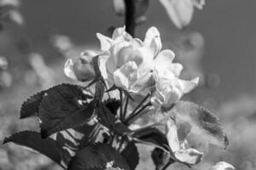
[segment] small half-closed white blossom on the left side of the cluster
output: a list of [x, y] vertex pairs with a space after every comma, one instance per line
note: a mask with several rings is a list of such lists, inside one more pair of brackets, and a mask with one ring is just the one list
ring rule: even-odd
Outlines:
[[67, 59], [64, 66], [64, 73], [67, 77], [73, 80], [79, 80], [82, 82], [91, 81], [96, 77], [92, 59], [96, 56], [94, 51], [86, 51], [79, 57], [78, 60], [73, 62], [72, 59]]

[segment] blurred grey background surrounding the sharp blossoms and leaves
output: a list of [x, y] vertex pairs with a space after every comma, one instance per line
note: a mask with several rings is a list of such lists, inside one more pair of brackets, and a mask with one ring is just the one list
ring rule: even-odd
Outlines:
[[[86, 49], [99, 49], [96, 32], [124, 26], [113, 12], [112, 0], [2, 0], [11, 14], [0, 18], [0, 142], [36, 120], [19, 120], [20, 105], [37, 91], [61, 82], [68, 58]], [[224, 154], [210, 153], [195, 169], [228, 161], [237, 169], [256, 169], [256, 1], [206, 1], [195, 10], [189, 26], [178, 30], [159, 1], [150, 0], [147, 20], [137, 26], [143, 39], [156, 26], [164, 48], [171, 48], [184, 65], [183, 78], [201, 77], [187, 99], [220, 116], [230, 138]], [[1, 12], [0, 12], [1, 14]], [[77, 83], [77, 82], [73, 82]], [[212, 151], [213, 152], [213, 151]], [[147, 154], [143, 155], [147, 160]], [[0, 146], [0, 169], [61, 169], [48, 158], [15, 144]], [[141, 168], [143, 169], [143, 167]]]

==

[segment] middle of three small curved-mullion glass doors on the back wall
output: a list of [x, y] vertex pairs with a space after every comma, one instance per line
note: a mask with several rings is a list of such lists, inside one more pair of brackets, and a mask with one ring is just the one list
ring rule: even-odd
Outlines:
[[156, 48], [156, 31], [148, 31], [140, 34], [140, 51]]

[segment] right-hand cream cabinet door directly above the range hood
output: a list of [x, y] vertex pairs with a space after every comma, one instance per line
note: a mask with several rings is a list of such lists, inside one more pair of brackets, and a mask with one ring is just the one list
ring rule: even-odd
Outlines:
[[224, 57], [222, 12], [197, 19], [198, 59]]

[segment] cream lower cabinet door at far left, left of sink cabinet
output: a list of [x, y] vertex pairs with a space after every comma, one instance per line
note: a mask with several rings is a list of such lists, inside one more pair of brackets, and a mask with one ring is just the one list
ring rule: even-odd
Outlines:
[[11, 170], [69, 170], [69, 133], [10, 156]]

**Problem requirements:** For this task, copy every line of the material in which "left" appears.

**Problem solution:**
[segment] small half-closed white blossom on the left side of the cluster
[segment] cream lower cabinet door at far left, left of sink cabinet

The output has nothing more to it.